*EXCERPTED PASSAGE*:
Wild. I evaluate LLMs about once per year, and can't wait for the generative AI bubble to burst.

I most recently asked for a privilege-separated JMAP client daemon (dns, fetcher, writer) using pledge() and unveil() that would write to my Maildir, my khal dir and contacts whenever it had connectivity and otherwise behave like a sane network client.

I got 800 lines of garbage C. Structs were repeated all over the place, the config file was #defined four times, each with a different name and path.

discuss

order

sysmax|8 months ago

You need to do it in smaller, incremental steps. Outline the overall architecture in your head, ask the AI to create empty structs/classes. Build it. Ask it to implement one part, leaving others empty. Test it. Ask it to add the next thing, and so on.

Every step should only affect a handful of classes or functions, that you can still keep in your head and easily verify. Basically, same thing as if you were doing it by hand, but at a higher abstraction level, so faster and less mentally tiring.

Shameless plug: I am working on a new cross-platform IDE designed for just this kind of workflow. It has basic C/C++ support already: https://sysprogs.com/CodeVROOM/?features=why

apwell23|8 months ago

> You need to do it in smaller, incremental steps.

This isn't the context of this particular thread through. Its this

"Claude just tears through problems at breakneck speed."

HPsquared|8 months ago

In think the people having success, probably have more experience with them. It sounds like "I tried using one of these new horseless carriages and it didn't go well, these things are useless"

Kiro|8 months ago

> Wild. I evaluate LLMs about once per year, and can't wait for the generative AI bubble to burst.

Strange thing to respond to people having great success with it. You clearly want it to fail, but why?

rmwaite|8 months ago

“Haters gonna hate”, as the old saying goes.

*SOURCE INFORMATION*:
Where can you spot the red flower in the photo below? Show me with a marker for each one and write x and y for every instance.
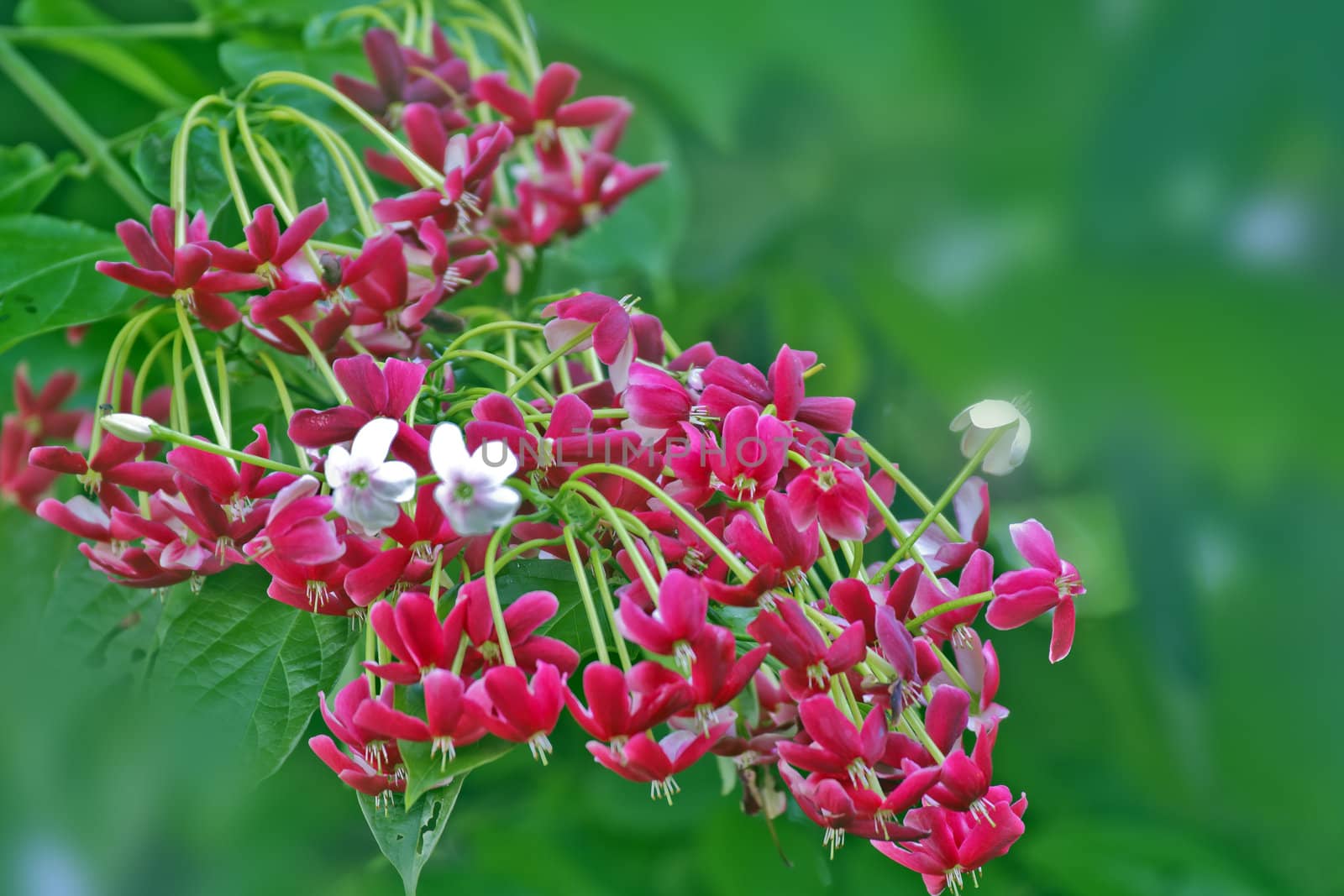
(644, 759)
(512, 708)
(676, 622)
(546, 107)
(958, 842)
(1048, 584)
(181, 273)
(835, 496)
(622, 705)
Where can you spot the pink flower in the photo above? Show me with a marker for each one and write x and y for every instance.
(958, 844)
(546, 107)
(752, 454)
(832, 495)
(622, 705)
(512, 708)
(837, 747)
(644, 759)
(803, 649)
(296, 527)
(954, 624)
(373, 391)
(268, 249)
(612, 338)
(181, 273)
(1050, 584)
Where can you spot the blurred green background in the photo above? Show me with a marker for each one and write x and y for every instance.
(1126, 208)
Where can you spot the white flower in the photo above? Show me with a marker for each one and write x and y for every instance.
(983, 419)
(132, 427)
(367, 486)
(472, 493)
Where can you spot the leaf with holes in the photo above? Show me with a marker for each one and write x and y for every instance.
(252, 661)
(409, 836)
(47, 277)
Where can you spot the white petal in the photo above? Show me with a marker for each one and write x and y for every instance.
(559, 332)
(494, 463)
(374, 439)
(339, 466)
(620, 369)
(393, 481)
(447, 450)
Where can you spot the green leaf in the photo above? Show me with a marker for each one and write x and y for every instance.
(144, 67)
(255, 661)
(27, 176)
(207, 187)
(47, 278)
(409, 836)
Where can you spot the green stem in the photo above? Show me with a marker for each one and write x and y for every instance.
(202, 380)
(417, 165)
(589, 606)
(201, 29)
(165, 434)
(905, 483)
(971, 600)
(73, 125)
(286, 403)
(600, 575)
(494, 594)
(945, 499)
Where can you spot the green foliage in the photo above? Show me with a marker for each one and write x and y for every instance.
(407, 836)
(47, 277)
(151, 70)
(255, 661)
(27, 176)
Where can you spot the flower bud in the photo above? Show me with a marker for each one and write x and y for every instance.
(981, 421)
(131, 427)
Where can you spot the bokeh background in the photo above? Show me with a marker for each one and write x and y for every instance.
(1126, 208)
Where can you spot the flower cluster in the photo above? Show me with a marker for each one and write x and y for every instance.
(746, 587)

*TASK TO COMPLETE*: Reproduce the passage of the thread about LLMs word for word, from "Kiro|8 months ago" to "old saying goes.".

*PROBLEM SOLUTION*:
Kiro|8 months ago

> Wild. I evaluate LLMs about once per year, and can't wait for the generative AI bubble to burst.

Strange thing to respond to people having great success with it. You clearly want it to fail, but why?

rmwaite|8 months ago

“Haters gonna hate”, as the old saying goes.